Que dire de plus sur l’homme sinon qu’il fut le fils d’un marin et que cela se ressent très fort dans ses œuvres, dans leurs contextes et le vocabulaire spécifique qu’on peut y relever. Ajoutons finalement que l’auteur sut s’entourer d’une légende qui est encore aujourd’hui fort vivace. On dit qu’il fut emprisonné pour avoir lui-même été capturé à la barre d’un navire contrebandier transportant du Whisky. On dit aussi qu’il avait lui-même eu plusieurs expériences avec l’étrange (Jean Ray en témoigne notamment dans L’homme au foulard rouge in Le livre des fantômes). Dans d’autres histoires le narrateur, que l’on peut souvent associer à l’auteur, introduit les nombreux sujets fantastiques par des allusions aux choses surnaturelles qu’il aurait lui-même connues. Nommant des livres (Livre des Sorciers, Grimoire de Wickstead, Livre d’Enoch…, etc) ou des auteurs interdits (Walpole, Samuel Podgers, Grand Albert…), existants ou non, il contribue à créer un monde ésotérique qui le rapproche par ce côté de Lovecraft. Bref, le personnage de Jean Ray s’est entouré d’une légende qui a fait de lui un homme fantastique par nature. L’auteur nous quittera en 1964 en nous laissant ses œuvres, angoisses de nos nuits.

Mais laissons là l’homme pour observer de plus près quelques-uns de ses textes. Attardons-nous d’abord à la nouvelle Le Grand Nocturne, parue dans le recueil du même nom. On y voit l’histoire d’un certain Théodule Notte qui découvre dans la chambre du feu Capitaine Soudan, un livre qui lui permet de faire appel aux démons. Il entre ainsi dans une dimension autre et retrouve son amour perdu. Mais des assassinats mystérieux précipitent les choses. Notte pourra compter sur l’aide de son ami Hippolyte Baes qui, depuis son enfance, a toujours veillé sur lui. La fin se révélera surprenante. Le Grand Nocturne, gardien des démons, plus connu par son ami sous le nom d’Hippolyte Baes confiera à Notte que celui-ci est le fils d’un démon avant de l’emmener vers  » une route ténébreuse, comme creusée dans une fumée immobile et se terminant dans une lointaine perspective, par un rougeoiement affolé, indescriptible « . Cette nouvelle a le mérité de mettre en avant deux thèmes chers à Jean Ray. Le premier est l’objet, ici un livre, qui permet de faire entrer l’impossible dans un quotidien des plus anodin. L’auteur excelle en des descriptions très détaillées sur de petites choses d’une banalité étonnante: la nourriture, le décor, la lamentable existence de ses héros, etc. Mais lorsque le fantastique surgit, les descriptions s’amenuisent pour laisser place à un vocabulaire réduit à l’indescriptible. Ici, réside certainement toute l’ingéniosité de l’écriture de Jean Ray. On ne voit pas surgir le fantastique et lorsqu’il est présent, tout va trop vite, tout est imprécis, flou, vague. L’histoire se précipite et la fin est déjà là que notre esprit réside encore dans la banalité du contexte. Nous sommes pris au piège !

***

**Tâche courte 1:**
D'après l'extrait sur Jean Ray, qu'est-ce qui rapproche cet auteur de Lovecraft ? Répondez en une à trois phrases.
Le texte et la liste n'ont aucun lien entre eux.

**Enregistrements de boîtes englobantes:**
***

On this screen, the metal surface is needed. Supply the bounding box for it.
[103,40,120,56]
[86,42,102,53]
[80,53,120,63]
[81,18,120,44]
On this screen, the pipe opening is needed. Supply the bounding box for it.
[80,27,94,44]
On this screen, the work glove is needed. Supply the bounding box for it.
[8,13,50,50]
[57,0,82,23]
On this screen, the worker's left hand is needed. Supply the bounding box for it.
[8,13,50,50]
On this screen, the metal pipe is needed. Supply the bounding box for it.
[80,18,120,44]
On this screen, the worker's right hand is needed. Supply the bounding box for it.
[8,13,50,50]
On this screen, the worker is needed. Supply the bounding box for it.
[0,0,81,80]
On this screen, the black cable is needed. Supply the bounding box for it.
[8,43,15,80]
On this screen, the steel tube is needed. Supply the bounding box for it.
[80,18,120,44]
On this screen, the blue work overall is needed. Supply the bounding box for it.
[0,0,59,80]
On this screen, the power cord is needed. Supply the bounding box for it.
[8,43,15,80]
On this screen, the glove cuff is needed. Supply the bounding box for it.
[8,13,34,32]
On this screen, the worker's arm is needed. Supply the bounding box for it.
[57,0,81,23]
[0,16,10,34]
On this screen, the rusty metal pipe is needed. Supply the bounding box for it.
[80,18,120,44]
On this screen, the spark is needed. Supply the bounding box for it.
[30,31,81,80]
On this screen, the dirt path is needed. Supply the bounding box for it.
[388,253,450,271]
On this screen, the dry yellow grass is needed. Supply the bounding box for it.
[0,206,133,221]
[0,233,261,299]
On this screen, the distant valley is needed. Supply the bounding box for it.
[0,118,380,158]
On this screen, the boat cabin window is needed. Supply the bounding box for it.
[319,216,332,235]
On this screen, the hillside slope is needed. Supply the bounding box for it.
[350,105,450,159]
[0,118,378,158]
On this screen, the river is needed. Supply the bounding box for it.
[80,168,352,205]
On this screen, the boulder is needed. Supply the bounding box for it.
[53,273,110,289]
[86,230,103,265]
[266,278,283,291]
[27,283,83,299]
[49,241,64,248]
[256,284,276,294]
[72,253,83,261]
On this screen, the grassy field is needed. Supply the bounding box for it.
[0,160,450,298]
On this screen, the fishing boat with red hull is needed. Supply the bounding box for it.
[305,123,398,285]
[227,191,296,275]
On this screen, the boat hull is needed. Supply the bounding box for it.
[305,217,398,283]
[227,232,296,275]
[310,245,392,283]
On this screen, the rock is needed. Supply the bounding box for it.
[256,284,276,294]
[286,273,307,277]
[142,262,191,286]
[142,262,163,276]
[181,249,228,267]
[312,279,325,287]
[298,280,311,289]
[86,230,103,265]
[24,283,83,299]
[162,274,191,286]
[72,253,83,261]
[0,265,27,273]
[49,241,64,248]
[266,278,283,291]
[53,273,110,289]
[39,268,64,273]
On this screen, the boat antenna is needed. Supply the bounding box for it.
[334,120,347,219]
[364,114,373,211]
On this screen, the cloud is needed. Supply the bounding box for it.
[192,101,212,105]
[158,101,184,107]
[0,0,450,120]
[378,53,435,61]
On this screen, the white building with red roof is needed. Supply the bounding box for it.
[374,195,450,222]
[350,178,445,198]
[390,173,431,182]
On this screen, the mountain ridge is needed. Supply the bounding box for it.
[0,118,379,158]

***

**Tâche courte 2:**
Citez les lignes de la liste depuis celle qui contient « On this screen, the cloud » jusqu'à la fin de la liste, en incluant ces deux bornes.

**Résultat de l'exercice 1:**
Jean Ray nomme des livres (Livre des Sorciers, Grimoire de Wickstead, Livre d'Enoch) et des auteurs interdits (Walpole, Samuel Podgers, Grand Albert), existants ou non. Il contribue ainsi à créer un monde ésotérique, et c'est par ce côté qu'il se rapproche de Lovecraft.

**Résultat de l'exercice 2:**
On this screen, the cloud is needed. Supply the bounding box for it.
[192,101,212,105]
[158,101,184,107]
[0,0,450,120]
[378,53,435,61]
On this screen, the white building with red roof is needed. Supply the bounding box for it.
[374,195,450,222]
[350,178,445,198]
[390,173,431,182]
On this screen, the mountain ridge is needed. Supply the bounding box for it.
[0,118,379,158]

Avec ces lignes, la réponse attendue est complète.